** Opening DATASET CONTENT block **
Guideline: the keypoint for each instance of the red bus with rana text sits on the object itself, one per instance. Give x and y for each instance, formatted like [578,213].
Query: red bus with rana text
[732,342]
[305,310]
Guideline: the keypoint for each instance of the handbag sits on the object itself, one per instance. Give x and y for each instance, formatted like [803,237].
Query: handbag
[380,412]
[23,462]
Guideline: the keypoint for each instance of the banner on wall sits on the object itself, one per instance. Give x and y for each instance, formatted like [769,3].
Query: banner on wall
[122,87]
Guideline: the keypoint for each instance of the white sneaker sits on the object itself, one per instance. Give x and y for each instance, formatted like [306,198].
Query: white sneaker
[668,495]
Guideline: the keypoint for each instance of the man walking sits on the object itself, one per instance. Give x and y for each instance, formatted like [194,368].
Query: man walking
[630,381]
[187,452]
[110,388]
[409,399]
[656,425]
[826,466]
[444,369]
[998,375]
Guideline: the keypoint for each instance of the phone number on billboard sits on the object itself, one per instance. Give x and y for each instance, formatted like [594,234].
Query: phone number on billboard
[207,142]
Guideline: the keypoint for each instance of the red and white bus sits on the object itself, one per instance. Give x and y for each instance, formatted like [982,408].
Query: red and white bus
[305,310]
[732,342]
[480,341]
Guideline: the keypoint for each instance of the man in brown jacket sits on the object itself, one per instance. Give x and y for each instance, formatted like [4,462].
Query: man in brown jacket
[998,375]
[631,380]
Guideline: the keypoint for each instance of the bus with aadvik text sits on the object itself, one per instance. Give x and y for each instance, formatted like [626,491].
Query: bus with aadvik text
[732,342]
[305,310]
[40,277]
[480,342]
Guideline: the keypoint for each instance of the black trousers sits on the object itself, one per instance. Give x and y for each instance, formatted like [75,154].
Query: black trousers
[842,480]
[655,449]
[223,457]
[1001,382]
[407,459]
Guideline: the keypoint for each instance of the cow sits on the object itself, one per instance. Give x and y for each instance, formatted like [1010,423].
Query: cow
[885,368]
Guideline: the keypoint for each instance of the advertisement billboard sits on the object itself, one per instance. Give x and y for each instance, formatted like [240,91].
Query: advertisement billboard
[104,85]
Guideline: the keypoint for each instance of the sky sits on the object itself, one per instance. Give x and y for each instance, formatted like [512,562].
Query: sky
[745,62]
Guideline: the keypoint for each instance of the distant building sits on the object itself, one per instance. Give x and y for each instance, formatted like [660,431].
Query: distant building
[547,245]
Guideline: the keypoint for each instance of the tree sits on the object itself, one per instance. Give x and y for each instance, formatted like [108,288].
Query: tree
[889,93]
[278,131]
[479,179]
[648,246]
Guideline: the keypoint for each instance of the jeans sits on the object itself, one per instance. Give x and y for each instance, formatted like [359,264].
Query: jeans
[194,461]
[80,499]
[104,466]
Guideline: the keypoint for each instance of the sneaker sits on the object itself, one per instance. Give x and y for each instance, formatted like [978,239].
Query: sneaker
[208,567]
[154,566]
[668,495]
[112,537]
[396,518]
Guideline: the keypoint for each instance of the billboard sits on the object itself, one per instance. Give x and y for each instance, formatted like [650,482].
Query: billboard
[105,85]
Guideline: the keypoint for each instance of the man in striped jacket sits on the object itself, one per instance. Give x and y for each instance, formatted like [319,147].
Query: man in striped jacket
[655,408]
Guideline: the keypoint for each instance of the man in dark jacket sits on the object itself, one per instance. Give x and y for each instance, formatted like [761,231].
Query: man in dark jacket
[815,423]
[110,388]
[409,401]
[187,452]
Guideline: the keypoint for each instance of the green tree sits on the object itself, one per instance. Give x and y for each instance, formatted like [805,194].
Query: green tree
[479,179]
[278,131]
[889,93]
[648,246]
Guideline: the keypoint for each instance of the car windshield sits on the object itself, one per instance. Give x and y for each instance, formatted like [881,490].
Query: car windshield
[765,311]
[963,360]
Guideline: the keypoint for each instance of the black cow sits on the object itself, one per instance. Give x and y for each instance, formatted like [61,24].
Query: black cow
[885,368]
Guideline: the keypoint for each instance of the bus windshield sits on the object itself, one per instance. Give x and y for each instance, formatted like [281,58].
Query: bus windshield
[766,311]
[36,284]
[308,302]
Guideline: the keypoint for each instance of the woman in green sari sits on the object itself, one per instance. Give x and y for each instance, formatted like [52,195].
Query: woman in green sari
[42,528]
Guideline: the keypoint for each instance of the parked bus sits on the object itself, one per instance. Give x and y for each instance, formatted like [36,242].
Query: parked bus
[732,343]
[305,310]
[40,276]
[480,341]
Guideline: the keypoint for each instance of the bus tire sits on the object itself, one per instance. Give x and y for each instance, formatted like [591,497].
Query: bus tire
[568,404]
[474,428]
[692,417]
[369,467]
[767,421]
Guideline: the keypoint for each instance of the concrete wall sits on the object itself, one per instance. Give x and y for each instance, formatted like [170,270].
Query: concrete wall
** Closing DATASET CONTENT block **
Go through the data line by line and say how many lines contain "concrete". Give the number alone.

2